#### EXERCISE GOAL:
From the line that includes "Please identify the white wall" to the last line of the records, inclusive, repeat each line exactly.

#### RECORDS:
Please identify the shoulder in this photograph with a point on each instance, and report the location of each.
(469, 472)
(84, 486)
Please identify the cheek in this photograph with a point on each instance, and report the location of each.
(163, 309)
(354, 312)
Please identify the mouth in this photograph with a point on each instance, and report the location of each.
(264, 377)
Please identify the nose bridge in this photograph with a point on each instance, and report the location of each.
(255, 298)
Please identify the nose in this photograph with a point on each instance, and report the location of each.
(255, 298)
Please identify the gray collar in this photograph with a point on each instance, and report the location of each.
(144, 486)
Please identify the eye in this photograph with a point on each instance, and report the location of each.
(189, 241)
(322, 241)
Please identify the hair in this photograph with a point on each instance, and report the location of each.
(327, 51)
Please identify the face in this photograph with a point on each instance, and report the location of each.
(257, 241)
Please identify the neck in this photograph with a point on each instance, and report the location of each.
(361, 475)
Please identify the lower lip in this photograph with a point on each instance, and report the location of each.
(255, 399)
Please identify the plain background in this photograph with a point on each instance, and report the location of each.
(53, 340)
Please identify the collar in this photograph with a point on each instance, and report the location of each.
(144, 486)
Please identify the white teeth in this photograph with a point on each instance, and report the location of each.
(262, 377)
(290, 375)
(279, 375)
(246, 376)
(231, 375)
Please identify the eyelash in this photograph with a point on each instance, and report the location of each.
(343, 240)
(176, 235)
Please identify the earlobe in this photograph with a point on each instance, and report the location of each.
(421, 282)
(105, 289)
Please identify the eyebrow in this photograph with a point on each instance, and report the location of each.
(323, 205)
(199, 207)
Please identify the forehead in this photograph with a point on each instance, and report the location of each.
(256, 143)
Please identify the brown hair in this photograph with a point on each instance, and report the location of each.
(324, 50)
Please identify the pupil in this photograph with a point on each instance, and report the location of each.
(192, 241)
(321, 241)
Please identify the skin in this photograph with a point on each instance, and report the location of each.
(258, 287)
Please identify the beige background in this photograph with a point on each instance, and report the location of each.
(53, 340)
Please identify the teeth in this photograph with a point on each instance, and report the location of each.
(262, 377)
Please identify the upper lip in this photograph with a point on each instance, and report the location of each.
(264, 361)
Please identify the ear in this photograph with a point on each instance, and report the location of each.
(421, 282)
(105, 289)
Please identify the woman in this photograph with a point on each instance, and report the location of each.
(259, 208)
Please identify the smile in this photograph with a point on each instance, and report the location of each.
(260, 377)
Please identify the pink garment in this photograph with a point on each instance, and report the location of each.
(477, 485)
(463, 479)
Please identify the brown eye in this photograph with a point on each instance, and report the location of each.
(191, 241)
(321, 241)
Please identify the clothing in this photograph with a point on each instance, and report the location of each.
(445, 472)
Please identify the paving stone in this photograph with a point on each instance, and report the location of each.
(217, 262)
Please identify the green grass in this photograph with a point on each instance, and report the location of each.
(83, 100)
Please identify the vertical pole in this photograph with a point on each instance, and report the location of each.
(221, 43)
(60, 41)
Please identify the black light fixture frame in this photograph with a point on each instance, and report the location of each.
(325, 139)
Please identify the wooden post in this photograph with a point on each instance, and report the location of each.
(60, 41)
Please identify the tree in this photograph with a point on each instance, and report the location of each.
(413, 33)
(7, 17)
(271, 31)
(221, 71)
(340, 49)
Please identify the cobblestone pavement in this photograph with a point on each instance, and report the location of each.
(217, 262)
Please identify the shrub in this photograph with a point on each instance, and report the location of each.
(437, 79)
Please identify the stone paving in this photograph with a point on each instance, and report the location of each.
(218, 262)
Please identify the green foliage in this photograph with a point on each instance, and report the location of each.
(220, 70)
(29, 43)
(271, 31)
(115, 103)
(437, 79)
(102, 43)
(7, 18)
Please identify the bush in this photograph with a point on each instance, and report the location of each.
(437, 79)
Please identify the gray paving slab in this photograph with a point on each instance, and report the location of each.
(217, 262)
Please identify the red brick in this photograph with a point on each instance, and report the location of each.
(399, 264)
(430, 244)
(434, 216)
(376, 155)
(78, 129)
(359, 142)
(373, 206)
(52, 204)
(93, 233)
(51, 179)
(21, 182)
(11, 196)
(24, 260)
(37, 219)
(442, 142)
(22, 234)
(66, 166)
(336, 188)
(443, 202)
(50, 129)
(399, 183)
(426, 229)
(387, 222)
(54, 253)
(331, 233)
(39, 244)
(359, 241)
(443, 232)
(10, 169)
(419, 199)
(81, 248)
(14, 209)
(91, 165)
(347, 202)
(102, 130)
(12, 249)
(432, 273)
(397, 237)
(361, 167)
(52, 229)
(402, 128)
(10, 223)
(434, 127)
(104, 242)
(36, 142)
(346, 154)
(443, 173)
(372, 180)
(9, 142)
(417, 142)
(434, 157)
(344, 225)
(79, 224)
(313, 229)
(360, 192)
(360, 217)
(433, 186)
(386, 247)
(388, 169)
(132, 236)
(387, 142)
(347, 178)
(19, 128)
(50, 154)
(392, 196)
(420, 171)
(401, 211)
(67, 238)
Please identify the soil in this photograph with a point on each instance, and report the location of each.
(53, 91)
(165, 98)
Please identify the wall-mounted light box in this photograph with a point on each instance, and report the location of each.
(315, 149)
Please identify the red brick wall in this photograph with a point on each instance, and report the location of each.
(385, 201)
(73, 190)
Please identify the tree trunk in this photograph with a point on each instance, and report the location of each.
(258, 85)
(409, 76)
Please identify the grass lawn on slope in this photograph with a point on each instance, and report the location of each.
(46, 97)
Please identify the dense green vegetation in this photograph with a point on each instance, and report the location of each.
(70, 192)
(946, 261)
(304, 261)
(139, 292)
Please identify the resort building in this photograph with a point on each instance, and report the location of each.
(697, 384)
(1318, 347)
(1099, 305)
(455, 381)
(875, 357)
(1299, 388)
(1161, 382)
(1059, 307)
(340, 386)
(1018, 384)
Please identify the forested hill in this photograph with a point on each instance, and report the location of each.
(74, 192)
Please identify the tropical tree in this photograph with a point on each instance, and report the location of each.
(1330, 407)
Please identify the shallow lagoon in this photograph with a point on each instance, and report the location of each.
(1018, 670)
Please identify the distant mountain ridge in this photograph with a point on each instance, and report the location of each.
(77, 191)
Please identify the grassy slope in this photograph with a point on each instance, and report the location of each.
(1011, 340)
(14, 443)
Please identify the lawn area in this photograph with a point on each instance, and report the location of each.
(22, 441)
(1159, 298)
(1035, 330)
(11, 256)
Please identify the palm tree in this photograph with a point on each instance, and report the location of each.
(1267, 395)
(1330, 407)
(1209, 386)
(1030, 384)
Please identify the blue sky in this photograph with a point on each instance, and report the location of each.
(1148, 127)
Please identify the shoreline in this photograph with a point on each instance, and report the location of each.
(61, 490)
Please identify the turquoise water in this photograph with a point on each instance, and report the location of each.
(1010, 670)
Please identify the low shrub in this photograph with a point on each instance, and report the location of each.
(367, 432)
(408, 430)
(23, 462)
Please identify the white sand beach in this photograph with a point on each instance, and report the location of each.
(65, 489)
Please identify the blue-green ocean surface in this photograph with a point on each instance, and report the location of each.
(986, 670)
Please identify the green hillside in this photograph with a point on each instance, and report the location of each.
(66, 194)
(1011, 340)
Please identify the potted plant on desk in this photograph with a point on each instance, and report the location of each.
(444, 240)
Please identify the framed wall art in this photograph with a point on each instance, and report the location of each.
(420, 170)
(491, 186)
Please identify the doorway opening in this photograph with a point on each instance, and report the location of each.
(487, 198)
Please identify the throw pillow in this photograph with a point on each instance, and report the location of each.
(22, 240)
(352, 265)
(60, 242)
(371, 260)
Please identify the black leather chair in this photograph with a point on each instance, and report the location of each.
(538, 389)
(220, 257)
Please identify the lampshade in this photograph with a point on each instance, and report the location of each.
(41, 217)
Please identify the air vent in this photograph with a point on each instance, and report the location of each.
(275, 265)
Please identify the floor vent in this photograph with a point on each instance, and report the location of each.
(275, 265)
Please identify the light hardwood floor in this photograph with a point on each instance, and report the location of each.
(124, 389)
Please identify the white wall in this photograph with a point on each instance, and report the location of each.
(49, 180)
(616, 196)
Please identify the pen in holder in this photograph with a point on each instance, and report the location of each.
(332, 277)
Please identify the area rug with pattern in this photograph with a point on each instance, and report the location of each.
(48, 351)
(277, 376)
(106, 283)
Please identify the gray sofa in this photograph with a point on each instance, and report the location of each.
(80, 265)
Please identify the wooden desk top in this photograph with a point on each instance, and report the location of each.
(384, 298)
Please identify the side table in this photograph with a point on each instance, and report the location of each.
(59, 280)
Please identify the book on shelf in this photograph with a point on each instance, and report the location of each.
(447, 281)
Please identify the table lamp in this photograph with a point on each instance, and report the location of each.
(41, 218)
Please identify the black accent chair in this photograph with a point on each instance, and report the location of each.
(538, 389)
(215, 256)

#### EXERCISE RESULT:
Please identify the white wall in this photograph with a point on each instance, and report the location of each.
(49, 180)
(616, 196)
Please identify the pen in holder in this photograph with a point on each instance, and report the location of each.
(332, 277)
Please identify the area rug with pattern in this photograph with a point on each instance, and report the location of each.
(48, 351)
(277, 376)
(106, 283)
Please identify the gray sofa in this photograph with a point on each instance, and report the location of each.
(80, 265)
Please identify the wooden desk top in this photograph with a point on each instance, and report the location of each.
(384, 298)
Please identify the side table in this photograph with a point on each instance, and report the location of each.
(59, 280)
Please identify the book on shelf in this photograph with a point on each instance, and report the location of each.
(447, 281)
Please identify the table lamp in this photograph with a point on each instance, and report the location of each.
(41, 218)
Please identify the black accent chair in this photograph with a point on each instance, and report the location of each.
(538, 389)
(215, 256)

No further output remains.